### Supplied text
If the voltage were to be dropped down to 2.4v ish, the whole system
can then be directly connected to an ultracapacitor or LTO battery as a UPS.
This of course presents a bit of an issue, as lots of things run on 3.3 that won't go
down to 2.4.
So it may be best to keep everything at 3.3v. But we can still benefit from requiring mainboards to protect against reverse current. Connecting two mainboards together, or powering a mainboard through the bus connector from two redundant supplies, are very useful use cases.
Another thing that this allows is 3.1vish UPSes. You might not be able to directly connect a battery to the bus, but you can have UPS modules that hold the data bus voltage at 3.1v, and charge
their internal battery when the voltage exceeds this.
My personal preference would just be to specify a separate power bus connector with 0-24v input, and 0-24v VBat, with the battery pin used to take power from the battery, which would be kept charged by whatever module it's directly connected to.

### Tasks to perform
A: In the notes on bus voltage and UPS options, what input voltage range is proposed for the separate power bus connector?
B: Carry on the notes on bus voltage and UPS options, picking up after their final sentence.

### Data extract
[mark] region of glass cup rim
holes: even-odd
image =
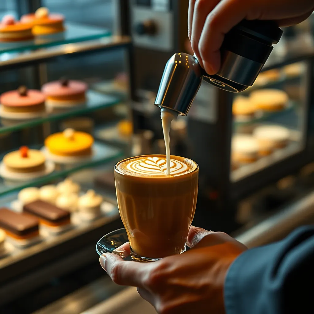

### Responses
A: 0-24v

B:
The VBat would also be overridden by any connected power inputs, no reason to drain the battery when not needed. Most apllications could just take power from VBat and ignore Vin.
Dropping the main data bus voltage becomes less of an issue when the separate 3-pin power connector is available. If you really need a bit of 5V, you regulate down from the unregulated 12vish bus.
Besides, as the 3 pin busses would be specified as unregulated, you can always just run them at low voltage.
As VBat isn't a “real” direct battery connection, it can be powered by a 5.5v boost regulator if you don't actually need 12v.
Now all of your 5v LDOs on that bus become almost 100% efficient!
But, it seems that 3 pins is “taken” in the STEMMA system. Perhaps we would be better served by 5 pins. Here we could almost get ATX-like. We have our ground, our 0-24v “VBat”, our 0-24v Vin, plus a regulated 12v and 5v.
Now of course, if you don't any one of these, you just don't use them. But you do parallel the wires in any connectors, if you have more than one. In this way, we have a standard way to
provide 5v and 12v to the whole system.
Another possible variant is lowering the VBat limit. This would make power input tricky, as input modules need to “override” VBat, and doing that from 24Vin requires a regulator.
But, the whole system in general becomes cheaper and easier when we know that VBat can't reach 24V.
Perhaps we could make it 16v. Cheap and easy to design for, but still able to handle the most common use cases.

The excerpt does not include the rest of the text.